- [EXERCISE INSTRUCTIONS] Rewrite the part of the items below that opens with the line containing "Each instance of the shoe insole" and closes with the last line of the items, keeping both ends and the requests, but multiply every coordinate in the answers by 0.2 and round to a whole number, with halves rounding up. Leave the pictures out.

- [DATA ROWS]
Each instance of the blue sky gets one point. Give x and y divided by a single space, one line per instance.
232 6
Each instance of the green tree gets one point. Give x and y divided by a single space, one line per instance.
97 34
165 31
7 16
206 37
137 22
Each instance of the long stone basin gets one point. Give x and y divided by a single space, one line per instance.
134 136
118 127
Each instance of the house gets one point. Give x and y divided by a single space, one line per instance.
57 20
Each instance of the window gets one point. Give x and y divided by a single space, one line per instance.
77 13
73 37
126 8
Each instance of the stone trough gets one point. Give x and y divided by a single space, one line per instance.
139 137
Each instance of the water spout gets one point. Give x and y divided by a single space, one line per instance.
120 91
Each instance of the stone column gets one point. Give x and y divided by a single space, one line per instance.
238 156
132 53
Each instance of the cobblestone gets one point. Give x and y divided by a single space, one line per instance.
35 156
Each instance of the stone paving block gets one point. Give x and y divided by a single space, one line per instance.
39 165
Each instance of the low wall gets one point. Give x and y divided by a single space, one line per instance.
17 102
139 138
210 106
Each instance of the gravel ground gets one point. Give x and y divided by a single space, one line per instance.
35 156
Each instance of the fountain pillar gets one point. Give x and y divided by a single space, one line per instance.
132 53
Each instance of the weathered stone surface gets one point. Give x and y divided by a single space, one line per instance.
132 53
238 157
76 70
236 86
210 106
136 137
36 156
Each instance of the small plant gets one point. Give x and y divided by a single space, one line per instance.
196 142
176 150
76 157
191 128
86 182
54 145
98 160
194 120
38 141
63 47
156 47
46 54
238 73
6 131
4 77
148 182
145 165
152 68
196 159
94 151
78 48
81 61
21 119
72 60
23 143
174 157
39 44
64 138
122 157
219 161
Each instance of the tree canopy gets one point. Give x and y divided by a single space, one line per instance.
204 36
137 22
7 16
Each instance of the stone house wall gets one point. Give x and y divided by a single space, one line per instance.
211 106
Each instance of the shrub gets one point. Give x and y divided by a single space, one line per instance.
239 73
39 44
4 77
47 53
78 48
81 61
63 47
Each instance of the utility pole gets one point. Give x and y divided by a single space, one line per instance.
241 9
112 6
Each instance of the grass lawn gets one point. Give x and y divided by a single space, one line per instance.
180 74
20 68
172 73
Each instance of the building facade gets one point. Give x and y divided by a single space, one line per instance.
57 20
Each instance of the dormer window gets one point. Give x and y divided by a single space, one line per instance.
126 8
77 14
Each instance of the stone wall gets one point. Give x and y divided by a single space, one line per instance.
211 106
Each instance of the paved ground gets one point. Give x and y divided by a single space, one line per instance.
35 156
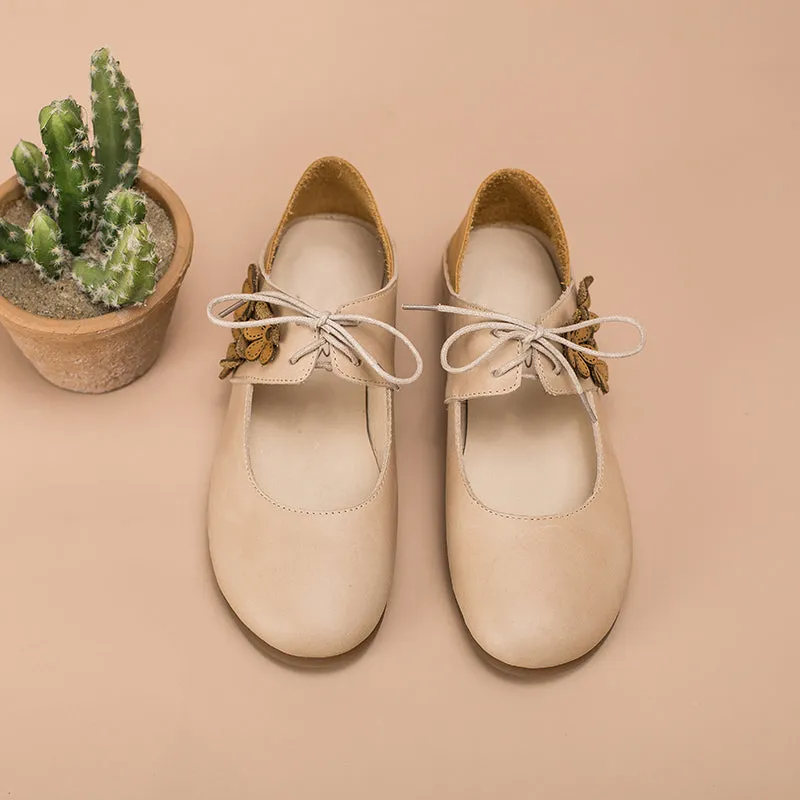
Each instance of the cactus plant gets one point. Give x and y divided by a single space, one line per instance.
84 193
116 125
12 242
66 140
43 246
122 207
127 276
33 172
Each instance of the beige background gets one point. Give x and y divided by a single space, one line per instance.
668 134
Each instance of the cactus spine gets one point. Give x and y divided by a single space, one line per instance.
66 141
43 246
128 275
33 172
122 207
83 191
12 242
116 124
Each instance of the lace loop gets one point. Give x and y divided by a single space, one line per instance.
330 329
533 338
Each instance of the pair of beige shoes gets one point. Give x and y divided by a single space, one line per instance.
302 513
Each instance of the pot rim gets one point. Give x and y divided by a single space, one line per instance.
168 284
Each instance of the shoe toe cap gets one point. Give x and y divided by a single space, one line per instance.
540 597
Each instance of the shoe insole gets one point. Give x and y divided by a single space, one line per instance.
309 443
527 452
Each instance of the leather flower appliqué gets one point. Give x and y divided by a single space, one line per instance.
251 344
585 365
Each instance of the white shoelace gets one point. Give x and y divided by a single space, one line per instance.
330 328
533 338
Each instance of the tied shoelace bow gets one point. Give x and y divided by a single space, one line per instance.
533 338
331 330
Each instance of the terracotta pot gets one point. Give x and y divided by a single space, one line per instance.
104 353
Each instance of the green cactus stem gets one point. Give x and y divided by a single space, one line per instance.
128 275
33 172
66 141
122 207
115 123
12 242
43 246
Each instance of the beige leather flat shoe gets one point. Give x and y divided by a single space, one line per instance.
303 501
538 531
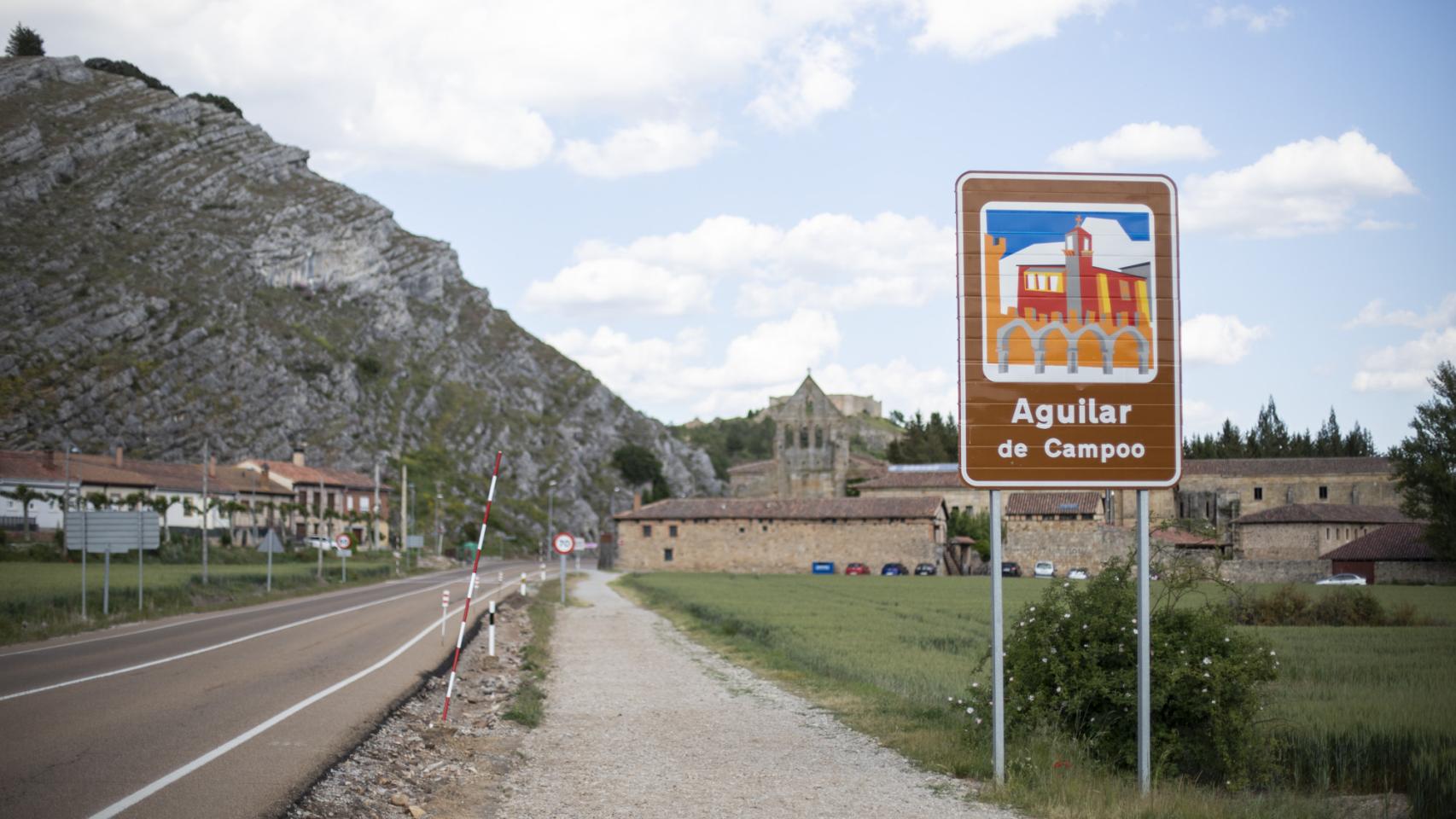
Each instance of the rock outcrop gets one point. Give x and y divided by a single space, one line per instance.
171 276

- [ANSWER TO THIS EXERCISE]
Each instance of the shoe insole gets one point. Give x and y divided by a single space, one line per instance.
62 89
105 90
Each instance of the leather flower appliqué gets one point. Give x and y divided by a single space, one line per instance.
50 69
117 73
Each instance of the white shoelace gets one point. Give x and y divided by a single space, one line per instance.
66 66
107 68
Each instance of the tied shoelace bow gets one point. Give x and y divided by a single space, one line per instance.
107 68
66 66
Each instance of the terracotta pot gets one point. Give x and y divided by a single space, one line per instance.
21 71
Each instance of the green cactus stem gets one point. Give x and y divided by a single space, one line per instance.
26 55
7 34
13 28
24 41
23 25
2 48
9 49
Each instance of the beige leather flat shoe gets one point. Give x and y divided by a single space, one line per instance.
61 100
108 106
Each instance of the rock outcrop gets one point. Give x and y divided by a single space, one line per instance.
34 55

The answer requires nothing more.